> **Tekstfragment**
- - -

Waar eindigt de uitbreiding van de Europese Unie? Die vraag dringt zich op nu vele landen staan te trappelen mee te doen. De historicus Timothy Garton Ash over het begin en einde van Europa.

Vanaf het begin van de jaren tachtig verslaat de Britse historicus en journalist Timothy Garton Ash (46) de politieke ontwikkelingen in geheel Europa, onder meer voor de New York Review of Books. Hij is auteur van verschillende boeken over Polen, Duitsland en Centraal-Europa. Zijn laatste boek is Geschiedenis van het heden uit 1999. Een gesprek in zijn studeerkamer in Oxford met de man die door velen beschouwd wordt als de beste commentator van de ontwikkelingen in Europa aan het eind van de vorige eeuw. Integer en innemend, maar scherp in zijn analyses.

In welke mate bepalen de grenzen van geografisch Europa de uiteindelijke grenzen van politiek Europa, van de Europese Unie?

- - -

> **Aangeleverde records**
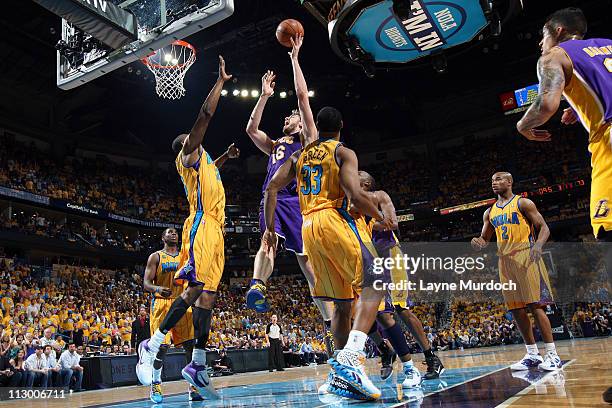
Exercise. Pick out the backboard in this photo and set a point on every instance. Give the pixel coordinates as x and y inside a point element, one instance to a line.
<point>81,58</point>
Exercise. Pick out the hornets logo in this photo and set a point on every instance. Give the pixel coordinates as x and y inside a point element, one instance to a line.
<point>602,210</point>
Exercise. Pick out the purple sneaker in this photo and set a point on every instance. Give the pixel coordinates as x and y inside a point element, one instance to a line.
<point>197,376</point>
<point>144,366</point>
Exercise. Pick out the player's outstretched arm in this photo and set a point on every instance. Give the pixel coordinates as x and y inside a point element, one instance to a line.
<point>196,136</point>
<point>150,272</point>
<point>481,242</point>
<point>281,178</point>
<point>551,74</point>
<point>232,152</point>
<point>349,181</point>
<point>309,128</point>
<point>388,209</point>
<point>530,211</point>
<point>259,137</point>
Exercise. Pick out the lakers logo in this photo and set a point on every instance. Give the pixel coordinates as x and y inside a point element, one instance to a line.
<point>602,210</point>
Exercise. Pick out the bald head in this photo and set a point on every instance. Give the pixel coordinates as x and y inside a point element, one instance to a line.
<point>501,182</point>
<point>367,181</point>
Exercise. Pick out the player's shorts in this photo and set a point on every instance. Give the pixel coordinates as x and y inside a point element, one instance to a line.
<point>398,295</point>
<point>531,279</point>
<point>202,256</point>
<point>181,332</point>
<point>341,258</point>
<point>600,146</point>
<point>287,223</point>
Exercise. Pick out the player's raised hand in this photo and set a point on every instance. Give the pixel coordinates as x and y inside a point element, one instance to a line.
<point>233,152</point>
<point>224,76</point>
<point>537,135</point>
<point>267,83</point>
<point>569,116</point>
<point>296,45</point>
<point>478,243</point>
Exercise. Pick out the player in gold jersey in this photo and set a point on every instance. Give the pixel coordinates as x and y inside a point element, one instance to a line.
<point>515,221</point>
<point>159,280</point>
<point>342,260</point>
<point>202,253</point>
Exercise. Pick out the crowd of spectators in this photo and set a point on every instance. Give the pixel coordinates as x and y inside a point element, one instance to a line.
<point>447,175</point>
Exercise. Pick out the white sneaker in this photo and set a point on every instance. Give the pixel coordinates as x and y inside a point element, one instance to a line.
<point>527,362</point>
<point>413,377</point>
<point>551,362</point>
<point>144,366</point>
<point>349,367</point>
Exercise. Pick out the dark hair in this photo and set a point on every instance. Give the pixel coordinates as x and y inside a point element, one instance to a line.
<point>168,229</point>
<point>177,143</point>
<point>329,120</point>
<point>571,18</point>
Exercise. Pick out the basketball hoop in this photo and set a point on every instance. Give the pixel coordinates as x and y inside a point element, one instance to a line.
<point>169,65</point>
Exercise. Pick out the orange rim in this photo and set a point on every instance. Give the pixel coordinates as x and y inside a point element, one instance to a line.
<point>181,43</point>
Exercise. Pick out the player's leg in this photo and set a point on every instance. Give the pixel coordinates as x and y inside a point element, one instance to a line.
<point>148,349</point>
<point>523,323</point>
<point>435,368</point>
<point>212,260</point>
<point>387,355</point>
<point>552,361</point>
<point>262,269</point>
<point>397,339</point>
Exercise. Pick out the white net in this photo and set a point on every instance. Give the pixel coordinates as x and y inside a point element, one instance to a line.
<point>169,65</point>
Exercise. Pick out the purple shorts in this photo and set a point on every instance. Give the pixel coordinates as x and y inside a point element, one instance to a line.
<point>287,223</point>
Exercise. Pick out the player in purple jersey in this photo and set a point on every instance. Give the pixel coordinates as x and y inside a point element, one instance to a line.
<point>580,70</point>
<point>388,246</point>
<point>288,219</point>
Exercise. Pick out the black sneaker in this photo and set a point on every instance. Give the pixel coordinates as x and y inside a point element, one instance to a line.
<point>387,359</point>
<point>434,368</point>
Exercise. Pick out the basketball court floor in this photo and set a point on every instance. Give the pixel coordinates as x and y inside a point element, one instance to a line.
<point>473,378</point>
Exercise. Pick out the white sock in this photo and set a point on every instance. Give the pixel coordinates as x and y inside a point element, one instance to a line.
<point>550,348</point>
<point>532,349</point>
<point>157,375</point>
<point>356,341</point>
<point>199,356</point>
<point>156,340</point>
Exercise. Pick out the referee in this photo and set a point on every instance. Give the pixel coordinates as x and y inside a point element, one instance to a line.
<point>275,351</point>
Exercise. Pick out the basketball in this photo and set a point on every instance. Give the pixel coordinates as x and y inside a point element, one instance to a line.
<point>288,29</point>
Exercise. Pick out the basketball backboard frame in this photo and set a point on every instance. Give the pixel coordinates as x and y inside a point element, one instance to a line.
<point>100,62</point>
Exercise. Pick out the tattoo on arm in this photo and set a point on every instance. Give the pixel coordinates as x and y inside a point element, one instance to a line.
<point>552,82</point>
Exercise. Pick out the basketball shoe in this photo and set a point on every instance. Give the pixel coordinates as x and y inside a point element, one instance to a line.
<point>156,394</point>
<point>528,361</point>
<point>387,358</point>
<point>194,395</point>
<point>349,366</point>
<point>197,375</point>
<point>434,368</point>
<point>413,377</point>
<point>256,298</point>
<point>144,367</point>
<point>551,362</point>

- - -

> **Opdrachten**
(1) Vertaal de zin "Hij is auteur van verschillende boeken over Polen, Duitsland en Centraal-Europa." uit het fragment over de uitbreiding van de Europese Unie naar het Engels.
(2) Geef het vervolg van het fragment over de uitbreiding van de Europese Unie, aansluitend op de laatste zin.
De records zijn voor deze opdrachten niet nodig.

> **Antwoorden**
(1) He is the author of several books on Poland, Germany and Central Europe.

(2)
“Een paar opmerkingen vooraf. Ten eerste: historisch-geografisch kan je niet zeggen dat Europa eindigt: Europa vervaagt. Ze vervaagt in de richting van de grote vlaktes van Rusland en Azië, en die van Turkije. In het noorden is er wel een einde aan Europa, maar je kan twisten over een einde in het zuiden, bij de Middellandse Zee. Twijfelachtig is ook de westkant. Ik denk dat er daar een einde is, maar dan heb je het over de mate waarin Noord-Amerika en Europa tot dezelfde beschaving behoren. Er is géén einde aan de oostkant. Dat is een feit, en iedereen die dit ontkent, zoals bijvoorbeeld Samuel Huntington [de Amerikaanse historicus die in zijn geruchtmakende boek ‘The clash of civilisations (1993) een scherpe grens trekt tussen het Westen en de Russisch-orthodoxe beschaving; red.] heeft zijn geschiedenis niet op orde.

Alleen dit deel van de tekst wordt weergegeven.